EXERCISE INSTRUCTIONS: Nothing other than the lines from the one containing "Every instance of the player lying" through the close of the entries below should be printed, each exactly.

SOURCE DATA:

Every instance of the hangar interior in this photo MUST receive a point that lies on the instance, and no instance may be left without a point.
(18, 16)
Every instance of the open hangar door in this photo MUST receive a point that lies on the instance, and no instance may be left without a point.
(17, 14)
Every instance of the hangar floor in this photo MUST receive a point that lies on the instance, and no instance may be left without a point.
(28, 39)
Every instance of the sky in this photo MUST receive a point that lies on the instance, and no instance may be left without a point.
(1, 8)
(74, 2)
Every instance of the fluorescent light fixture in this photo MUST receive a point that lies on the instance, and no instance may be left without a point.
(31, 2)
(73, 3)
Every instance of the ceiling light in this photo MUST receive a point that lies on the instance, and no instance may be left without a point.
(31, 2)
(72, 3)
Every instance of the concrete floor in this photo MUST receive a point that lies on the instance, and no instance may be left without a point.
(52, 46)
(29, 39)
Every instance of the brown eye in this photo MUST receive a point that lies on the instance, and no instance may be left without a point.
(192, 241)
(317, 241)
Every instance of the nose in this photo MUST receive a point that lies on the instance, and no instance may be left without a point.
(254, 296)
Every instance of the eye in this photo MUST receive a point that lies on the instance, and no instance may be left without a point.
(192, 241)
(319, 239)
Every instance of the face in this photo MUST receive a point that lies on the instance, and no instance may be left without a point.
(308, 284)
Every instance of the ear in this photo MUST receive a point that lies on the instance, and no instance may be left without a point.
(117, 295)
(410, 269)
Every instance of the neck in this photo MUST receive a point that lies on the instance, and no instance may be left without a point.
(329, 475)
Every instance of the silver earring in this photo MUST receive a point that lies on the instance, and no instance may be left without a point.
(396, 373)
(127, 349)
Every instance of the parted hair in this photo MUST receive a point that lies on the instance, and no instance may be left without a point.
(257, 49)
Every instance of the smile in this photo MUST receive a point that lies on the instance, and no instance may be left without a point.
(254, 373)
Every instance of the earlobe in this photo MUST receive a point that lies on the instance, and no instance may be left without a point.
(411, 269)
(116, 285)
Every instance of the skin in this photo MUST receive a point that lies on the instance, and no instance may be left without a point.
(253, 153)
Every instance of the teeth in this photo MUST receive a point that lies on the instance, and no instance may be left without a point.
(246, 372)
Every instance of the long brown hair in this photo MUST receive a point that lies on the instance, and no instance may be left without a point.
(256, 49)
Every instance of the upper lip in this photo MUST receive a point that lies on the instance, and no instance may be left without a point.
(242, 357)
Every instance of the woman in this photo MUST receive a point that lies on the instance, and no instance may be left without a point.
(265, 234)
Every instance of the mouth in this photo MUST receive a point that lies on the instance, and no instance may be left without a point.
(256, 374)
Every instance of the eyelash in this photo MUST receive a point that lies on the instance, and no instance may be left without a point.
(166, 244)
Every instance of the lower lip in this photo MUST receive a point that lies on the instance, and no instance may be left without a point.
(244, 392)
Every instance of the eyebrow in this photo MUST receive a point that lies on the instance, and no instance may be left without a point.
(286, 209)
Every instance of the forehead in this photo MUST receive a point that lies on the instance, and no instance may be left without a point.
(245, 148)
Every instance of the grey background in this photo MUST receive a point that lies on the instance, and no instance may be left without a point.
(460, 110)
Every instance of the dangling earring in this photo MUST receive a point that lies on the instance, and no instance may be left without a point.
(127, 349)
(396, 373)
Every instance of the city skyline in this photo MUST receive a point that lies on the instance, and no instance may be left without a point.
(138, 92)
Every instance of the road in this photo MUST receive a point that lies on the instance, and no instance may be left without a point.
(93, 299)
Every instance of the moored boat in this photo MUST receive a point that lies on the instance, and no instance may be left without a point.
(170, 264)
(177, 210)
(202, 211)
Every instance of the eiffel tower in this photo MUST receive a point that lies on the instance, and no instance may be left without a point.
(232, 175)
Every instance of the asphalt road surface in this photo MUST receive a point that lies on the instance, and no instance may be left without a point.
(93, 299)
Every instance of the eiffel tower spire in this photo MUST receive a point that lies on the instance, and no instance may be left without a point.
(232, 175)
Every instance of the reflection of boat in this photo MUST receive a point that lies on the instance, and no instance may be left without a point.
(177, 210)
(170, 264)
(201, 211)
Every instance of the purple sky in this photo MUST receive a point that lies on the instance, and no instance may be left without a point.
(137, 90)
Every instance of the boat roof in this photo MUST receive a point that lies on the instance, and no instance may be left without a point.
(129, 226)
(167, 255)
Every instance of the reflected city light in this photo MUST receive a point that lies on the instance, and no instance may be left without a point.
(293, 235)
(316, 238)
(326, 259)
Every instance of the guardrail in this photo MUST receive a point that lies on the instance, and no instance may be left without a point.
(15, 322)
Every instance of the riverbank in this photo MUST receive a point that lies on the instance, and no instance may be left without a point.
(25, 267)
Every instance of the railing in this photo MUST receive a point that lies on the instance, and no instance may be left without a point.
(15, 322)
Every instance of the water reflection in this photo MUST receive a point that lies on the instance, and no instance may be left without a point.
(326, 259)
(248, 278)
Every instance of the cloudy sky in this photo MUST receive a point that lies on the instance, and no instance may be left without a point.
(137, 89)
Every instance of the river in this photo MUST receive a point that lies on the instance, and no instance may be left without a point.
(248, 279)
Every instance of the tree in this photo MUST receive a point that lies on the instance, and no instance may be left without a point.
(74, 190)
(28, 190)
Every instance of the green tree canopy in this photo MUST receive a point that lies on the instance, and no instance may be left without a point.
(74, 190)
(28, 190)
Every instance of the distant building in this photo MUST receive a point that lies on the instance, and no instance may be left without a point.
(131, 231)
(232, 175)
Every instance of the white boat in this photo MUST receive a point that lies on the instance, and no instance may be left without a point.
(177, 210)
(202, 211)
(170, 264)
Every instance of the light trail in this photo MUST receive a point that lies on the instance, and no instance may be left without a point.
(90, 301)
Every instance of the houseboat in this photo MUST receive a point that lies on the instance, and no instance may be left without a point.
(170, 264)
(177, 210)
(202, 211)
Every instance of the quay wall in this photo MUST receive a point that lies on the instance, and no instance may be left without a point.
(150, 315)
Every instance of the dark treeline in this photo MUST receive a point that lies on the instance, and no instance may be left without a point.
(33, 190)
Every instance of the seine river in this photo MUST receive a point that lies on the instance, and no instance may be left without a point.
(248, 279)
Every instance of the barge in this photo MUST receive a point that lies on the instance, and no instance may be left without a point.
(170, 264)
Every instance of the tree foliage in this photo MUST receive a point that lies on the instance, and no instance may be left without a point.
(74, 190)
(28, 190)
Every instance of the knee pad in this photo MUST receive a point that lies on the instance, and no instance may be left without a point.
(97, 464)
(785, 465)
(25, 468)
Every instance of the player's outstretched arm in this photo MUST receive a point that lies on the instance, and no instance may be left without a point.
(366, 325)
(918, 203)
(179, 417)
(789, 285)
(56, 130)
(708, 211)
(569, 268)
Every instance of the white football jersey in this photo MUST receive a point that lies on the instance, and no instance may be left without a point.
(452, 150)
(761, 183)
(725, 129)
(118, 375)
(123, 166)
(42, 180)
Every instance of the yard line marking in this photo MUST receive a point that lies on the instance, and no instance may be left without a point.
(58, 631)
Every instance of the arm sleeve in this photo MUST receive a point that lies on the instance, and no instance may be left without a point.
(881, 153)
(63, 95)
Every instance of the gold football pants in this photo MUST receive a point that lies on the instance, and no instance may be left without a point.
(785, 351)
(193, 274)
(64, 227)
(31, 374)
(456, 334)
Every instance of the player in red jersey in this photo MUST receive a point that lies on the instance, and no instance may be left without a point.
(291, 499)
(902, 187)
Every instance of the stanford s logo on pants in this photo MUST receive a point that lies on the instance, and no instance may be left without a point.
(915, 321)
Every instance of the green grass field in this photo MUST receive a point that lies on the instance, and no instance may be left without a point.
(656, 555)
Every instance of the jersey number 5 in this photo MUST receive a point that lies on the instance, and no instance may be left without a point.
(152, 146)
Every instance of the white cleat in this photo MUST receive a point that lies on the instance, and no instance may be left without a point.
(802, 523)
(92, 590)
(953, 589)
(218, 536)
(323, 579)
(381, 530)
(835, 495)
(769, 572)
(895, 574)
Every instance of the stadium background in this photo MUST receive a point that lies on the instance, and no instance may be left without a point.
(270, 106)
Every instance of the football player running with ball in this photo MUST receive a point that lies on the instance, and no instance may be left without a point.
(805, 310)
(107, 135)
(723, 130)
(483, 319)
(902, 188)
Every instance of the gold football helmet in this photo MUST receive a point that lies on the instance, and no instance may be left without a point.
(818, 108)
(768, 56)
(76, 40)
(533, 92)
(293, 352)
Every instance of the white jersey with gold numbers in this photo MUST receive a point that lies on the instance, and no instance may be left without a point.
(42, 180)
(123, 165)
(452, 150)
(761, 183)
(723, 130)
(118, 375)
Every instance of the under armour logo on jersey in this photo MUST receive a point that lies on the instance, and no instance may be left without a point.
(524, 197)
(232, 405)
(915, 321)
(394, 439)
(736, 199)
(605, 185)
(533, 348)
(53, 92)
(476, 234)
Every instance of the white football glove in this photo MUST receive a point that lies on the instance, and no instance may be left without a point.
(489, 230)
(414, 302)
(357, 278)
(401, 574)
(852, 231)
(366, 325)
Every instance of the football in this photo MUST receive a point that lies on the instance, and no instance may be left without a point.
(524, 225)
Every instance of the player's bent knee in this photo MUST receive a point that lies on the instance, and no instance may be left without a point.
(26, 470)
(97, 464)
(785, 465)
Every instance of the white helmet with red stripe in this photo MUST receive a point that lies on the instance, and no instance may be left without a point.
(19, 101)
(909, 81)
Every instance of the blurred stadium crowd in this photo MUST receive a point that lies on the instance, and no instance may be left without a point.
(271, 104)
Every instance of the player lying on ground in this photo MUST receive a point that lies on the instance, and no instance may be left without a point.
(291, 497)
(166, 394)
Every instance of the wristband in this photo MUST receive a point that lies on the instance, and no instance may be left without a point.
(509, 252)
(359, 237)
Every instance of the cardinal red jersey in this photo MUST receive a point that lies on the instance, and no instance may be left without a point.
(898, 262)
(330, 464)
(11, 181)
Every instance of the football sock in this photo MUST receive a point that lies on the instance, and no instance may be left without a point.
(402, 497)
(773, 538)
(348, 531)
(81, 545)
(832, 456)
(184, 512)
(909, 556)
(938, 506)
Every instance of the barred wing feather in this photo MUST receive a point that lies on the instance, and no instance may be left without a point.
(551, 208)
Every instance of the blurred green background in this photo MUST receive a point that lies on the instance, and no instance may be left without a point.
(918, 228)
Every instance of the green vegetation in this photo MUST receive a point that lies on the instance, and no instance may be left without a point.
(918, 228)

TASK RESPONSE:
Every instance of the player lying on ground in this photo MUST receive a point that lies on the instance, and no instance may be left without a point.
(291, 497)
(166, 394)
Every instance of the wristband in this photo MUST receive a point that lies on the instance, and no instance may be left without a point.
(509, 252)
(359, 237)
Every instance of the cardinal red jersey in this photo MUST receive a point that lies on the instance, and no instance may be left without a point.
(898, 262)
(330, 464)
(11, 181)
Every instance of the football sock in this photo MUST receive a point that lies on the instance, and no instance may be left without a point.
(402, 497)
(773, 538)
(348, 531)
(81, 545)
(832, 456)
(184, 512)
(909, 556)
(938, 506)
Every instance of the barred wing feather in this photo MUST receive a point that lies on the instance, and no instance may be left without a point.
(551, 208)
Every instance of the blurred green background in this photo MUST receive a point that lies on the instance, and no instance may be left without a point.
(918, 228)
Every instance of the green vegetation in this photo MUST receive a point that lies on the instance, and no instance may be left without a point.
(918, 228)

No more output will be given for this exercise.